WHAT TO DO => Copy word for word the portion of the STS-112 mission page below that opens with the words containing "Crew and Preparation" and closes with "of orbital construction.".

>> BEGIN SELECTED EXCERPT

Space Shuttle · Mission Replay

STS-112 (Atlantis / ISS S1 truss)

October 7, 2002· Jeffrey Ashby, Pamela Melroy, David Wolf, Sandra Magnus, Piers Sellers, Fyodor Yurchikhin
Mission replay
Press play to watch the mission unfold. Illustrative reconstruction from the published timeline — schematic, not telemetry.

Mission timeline

  1. T+00:00:00Liftoff
  2. T+00:08:30On orbit
  3. T+55:33:20Installs the S1 truss segmentCarried the first camera mounted on an external tank to film ascent.
  4. T+222:13:20Undocking
  5. T+259:18:00Deorbit burn
  6. T+259:58:00Landing — KSC

About this mission

Background

By the autumn of 2002, the International Space Station was mid-construction, and the pace of assembly flights reflected the ambition of the undertaking. The station's Integrated Truss Structure — the long, spine-like framework that ultimately stretches more than a hundred metres tip to tip — was being built outward from a central segment one piece at a time. STS-112 was assigned to deliver the S1 truss, the first starboard segment outboard of the central S0 truss that had been installed just months earlier. The S1 would carry ammonia coolant lines and thermal radiators that were essential to managing the growing power load of the station, as well as a second Mobile Transporter rail car path and communications equipment. Without expanding that thermal backbone, the station could not safely operate the additional solar arrays planned for later flights. The mission was thus not merely additive but enabling: it had to succeed before the construction sequence could continue.

Atlantis, the orbiter assigned to the flight, had flown to the station before and was well suited to the complex docking and robotic operations the mission required. Six crew members were selected to cover the demanding workload, including three spacewalks to anchor the new segment and connect its many electrical and fluid lines.

Crew and Preparation

Commander Jeffrey Ashby led a crew that combined veteran spaceflight experience with emerging talent. Pilot Pamela Melroy was on her second shuttle flight and would later command a shuttle mission of her own. Mission specialists David Wolf and Piers Sellers were both assigned as spacewalkers, as was Fyodor Yurchikhin of Roscosmos, flying his first spaceflight. Sandra Magnus, also on her first mission, supported the flight deck and robotic arm operations. The mix of first-time and experienced fliers was typical of shuttle assembly missions, where practiced hands guided newer crew members through the intricate choreography of orbital construction.

>> END SELECTED EXCERPT
>> BEGIN LISTED ENTRIES

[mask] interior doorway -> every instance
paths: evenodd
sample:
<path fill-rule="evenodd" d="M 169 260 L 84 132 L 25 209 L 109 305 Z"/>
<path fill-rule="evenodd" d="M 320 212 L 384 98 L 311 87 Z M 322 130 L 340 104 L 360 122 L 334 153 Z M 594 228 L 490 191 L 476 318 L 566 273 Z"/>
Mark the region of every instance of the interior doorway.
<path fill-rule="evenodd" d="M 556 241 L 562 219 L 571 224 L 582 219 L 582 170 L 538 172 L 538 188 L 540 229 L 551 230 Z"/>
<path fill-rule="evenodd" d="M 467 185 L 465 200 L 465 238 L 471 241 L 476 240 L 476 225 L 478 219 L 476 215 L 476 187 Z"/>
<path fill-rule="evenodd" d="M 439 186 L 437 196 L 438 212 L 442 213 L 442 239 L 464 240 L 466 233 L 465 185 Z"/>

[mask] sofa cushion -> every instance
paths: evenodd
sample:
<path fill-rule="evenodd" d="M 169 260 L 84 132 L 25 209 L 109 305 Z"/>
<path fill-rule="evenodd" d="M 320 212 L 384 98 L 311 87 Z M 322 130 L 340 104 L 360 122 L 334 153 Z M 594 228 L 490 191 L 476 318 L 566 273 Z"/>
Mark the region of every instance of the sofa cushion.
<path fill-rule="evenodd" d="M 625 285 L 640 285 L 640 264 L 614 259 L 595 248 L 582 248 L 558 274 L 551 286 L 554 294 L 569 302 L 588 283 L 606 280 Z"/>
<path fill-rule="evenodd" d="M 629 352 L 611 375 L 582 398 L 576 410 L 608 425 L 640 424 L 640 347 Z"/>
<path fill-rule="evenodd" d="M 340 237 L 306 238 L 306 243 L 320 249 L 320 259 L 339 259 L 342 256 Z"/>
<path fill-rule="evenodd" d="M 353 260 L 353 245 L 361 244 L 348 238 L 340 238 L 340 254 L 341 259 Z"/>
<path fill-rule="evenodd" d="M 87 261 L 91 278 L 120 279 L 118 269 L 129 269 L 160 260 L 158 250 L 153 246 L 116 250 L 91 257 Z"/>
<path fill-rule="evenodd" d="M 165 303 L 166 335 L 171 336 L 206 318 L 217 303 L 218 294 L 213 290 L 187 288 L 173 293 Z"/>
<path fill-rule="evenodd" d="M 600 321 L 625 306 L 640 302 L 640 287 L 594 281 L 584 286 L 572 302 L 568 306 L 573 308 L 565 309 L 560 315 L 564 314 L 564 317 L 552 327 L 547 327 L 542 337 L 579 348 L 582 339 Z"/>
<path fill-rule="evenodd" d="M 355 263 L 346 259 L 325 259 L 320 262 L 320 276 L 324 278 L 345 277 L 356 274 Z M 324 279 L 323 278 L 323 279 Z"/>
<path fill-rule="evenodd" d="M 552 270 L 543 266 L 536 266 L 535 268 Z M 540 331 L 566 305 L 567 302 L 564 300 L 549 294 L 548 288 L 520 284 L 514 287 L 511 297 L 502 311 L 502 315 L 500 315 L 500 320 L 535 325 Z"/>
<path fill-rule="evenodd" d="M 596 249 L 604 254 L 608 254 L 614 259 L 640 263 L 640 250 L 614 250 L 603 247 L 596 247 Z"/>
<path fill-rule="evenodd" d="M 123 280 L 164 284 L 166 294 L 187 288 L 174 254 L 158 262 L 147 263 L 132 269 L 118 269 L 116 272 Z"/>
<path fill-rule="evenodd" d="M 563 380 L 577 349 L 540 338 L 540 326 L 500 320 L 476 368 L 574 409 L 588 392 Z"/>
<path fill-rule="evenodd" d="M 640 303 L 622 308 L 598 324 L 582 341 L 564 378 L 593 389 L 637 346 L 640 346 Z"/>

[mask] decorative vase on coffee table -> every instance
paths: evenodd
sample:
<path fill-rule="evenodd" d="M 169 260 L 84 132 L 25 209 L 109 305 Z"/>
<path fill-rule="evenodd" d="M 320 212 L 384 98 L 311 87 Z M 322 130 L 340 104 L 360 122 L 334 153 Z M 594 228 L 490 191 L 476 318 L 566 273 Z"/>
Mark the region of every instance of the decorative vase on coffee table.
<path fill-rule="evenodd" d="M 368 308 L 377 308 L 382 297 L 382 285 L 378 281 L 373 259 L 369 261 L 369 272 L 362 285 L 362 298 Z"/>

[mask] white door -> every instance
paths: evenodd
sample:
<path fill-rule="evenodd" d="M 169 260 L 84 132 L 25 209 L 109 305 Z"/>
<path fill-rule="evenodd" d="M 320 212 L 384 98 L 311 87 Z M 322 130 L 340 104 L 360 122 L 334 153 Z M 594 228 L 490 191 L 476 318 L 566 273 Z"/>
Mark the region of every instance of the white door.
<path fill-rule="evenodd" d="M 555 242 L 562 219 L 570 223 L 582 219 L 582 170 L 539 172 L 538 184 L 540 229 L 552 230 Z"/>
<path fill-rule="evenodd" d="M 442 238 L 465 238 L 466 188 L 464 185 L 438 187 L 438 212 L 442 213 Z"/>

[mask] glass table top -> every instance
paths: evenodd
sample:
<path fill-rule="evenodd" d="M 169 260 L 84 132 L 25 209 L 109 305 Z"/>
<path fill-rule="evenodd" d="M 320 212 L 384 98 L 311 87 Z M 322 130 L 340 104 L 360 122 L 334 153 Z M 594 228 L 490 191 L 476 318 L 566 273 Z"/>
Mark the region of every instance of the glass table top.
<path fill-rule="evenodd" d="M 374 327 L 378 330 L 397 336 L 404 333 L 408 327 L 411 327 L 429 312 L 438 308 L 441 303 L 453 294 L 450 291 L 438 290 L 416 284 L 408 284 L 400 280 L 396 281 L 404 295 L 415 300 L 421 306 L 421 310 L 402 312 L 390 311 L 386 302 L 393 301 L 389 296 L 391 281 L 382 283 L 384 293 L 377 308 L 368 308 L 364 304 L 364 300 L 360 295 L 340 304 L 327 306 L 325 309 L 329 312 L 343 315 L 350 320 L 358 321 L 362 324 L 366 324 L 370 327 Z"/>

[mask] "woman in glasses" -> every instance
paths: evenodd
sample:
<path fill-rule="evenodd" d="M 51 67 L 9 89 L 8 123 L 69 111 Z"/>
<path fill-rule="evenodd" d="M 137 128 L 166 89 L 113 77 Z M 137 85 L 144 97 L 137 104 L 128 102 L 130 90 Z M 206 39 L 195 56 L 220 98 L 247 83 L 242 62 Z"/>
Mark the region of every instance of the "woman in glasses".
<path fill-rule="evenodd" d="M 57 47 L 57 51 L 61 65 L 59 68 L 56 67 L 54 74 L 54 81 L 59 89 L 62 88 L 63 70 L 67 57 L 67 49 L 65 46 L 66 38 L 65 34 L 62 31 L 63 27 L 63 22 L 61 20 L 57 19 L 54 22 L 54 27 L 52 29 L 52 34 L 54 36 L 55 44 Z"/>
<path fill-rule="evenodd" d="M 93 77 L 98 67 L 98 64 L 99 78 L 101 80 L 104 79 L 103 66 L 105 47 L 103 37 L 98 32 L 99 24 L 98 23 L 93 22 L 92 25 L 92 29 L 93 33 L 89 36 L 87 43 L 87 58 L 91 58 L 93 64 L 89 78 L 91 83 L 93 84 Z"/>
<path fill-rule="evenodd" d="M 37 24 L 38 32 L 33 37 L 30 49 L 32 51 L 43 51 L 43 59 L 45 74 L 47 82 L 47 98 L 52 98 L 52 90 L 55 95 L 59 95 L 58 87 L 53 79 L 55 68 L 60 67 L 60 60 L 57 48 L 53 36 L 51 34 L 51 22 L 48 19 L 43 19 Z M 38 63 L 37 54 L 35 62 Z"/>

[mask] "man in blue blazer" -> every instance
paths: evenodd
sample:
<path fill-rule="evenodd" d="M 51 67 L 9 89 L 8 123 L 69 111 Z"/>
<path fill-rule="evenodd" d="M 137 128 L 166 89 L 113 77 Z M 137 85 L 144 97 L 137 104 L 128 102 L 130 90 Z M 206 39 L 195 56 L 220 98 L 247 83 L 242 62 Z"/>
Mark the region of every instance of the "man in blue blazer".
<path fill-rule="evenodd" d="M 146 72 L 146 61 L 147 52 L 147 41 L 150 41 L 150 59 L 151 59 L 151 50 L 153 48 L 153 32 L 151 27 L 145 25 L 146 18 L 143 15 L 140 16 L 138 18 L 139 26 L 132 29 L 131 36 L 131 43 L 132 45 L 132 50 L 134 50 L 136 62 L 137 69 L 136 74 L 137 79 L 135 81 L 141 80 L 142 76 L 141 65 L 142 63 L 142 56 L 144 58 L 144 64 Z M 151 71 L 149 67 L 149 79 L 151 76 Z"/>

>> END LISTED ENTRIES

CORRECT OUTPUT =>
Crew and Preparation

Commander Jeffrey Ashby led a crew that combined veteran spaceflight experience with emerging talent. Pilot Pamela Melroy was on her second shuttle flight and would later command a shuttle mission of her own. Mission specialists David Wolf and Piers Sellers were both assigned as spacewalkers, as was Fyodor Yurchikhin of Roscosmos, flying his first spaceflight. Sandra Magnus, also on her first mission, supported the flight deck and robotic arm operations. The mix of first-time and experienced fliers was typical of shuttle assembly missions, where practiced hands guided newer crew members through the intricate choreography of orbital construction.